Repeat exactly, and only, the lines of the entries below from the one with "Target: railing" through the one with "Target: black awning", both ends included.
***** Available data *****
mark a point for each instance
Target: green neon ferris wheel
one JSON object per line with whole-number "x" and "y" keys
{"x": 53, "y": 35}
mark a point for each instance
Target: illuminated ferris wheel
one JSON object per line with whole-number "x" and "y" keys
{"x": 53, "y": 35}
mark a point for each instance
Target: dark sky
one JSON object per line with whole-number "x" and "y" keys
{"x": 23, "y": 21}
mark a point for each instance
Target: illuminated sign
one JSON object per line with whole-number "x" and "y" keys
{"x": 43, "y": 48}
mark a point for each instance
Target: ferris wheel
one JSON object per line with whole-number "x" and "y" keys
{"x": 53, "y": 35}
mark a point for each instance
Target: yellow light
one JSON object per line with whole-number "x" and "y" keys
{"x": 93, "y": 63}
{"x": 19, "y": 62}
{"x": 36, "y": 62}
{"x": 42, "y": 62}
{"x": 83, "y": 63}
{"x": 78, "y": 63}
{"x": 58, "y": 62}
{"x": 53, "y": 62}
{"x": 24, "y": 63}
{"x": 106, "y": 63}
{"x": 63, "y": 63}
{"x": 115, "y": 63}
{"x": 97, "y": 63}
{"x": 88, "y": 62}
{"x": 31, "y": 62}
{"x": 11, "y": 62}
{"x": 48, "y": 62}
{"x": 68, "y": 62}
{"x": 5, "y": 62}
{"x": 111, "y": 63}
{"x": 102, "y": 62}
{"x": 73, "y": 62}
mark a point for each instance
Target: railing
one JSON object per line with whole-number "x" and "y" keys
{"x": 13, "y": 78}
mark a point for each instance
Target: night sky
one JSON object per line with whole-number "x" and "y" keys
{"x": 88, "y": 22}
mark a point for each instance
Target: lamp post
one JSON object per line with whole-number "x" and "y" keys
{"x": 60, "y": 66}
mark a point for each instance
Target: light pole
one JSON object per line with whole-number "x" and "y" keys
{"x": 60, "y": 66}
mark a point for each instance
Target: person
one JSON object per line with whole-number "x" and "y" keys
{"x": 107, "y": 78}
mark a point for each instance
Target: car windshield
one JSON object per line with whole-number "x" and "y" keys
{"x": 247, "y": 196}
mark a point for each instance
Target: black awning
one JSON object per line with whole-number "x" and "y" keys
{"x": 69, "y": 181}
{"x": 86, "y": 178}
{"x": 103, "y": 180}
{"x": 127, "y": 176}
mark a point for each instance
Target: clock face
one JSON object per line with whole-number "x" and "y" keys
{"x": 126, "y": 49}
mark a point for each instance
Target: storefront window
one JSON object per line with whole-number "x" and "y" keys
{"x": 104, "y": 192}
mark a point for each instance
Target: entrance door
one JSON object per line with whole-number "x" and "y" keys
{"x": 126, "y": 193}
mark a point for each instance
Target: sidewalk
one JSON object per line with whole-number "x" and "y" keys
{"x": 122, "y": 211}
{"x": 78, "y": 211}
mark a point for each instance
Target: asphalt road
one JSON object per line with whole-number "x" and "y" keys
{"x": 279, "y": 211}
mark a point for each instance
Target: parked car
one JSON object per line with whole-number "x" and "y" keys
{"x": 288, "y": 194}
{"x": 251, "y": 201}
*****
***** Available data *****
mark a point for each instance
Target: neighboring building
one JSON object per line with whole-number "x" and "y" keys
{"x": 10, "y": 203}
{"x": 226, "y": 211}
*****
***** Available data *****
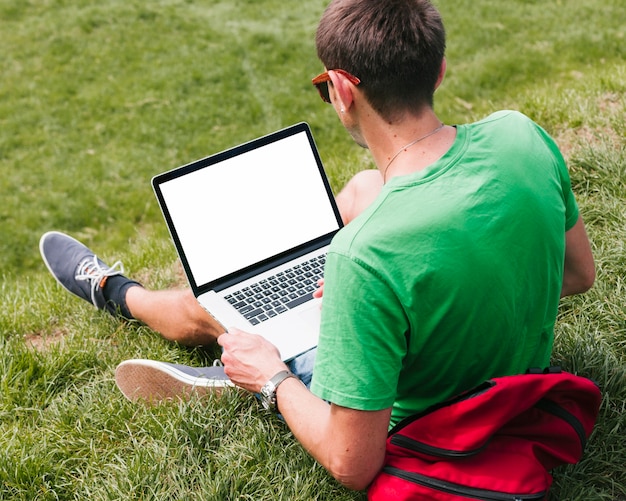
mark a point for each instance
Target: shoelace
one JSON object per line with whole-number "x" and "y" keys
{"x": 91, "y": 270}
*****
Exercise response:
Target: railing
one JSON object per line with whole-number "x" and "y" keys
{"x": 13, "y": 78}
mark a point for each instance
Target: night sky
one JSON object per line with whole-number "x" and "y" keys
{"x": 88, "y": 22}
mark a point for each instance
Target: lamp post
one JSON object per line with whole-number "x" and "y" keys
{"x": 60, "y": 66}
mark a point for each instance
Target: light pole
one JSON object per line with whole-number "x" and "y" keys
{"x": 60, "y": 66}
mark a point for each instance
Target: person
one JSON object per line with whole-number "x" and "y" keys
{"x": 107, "y": 78}
mark a point for each instance
Target: car windshield
one JSON object per line with whole-number "x" and "y" keys
{"x": 247, "y": 196}
mark a point for each instance
Target: black awning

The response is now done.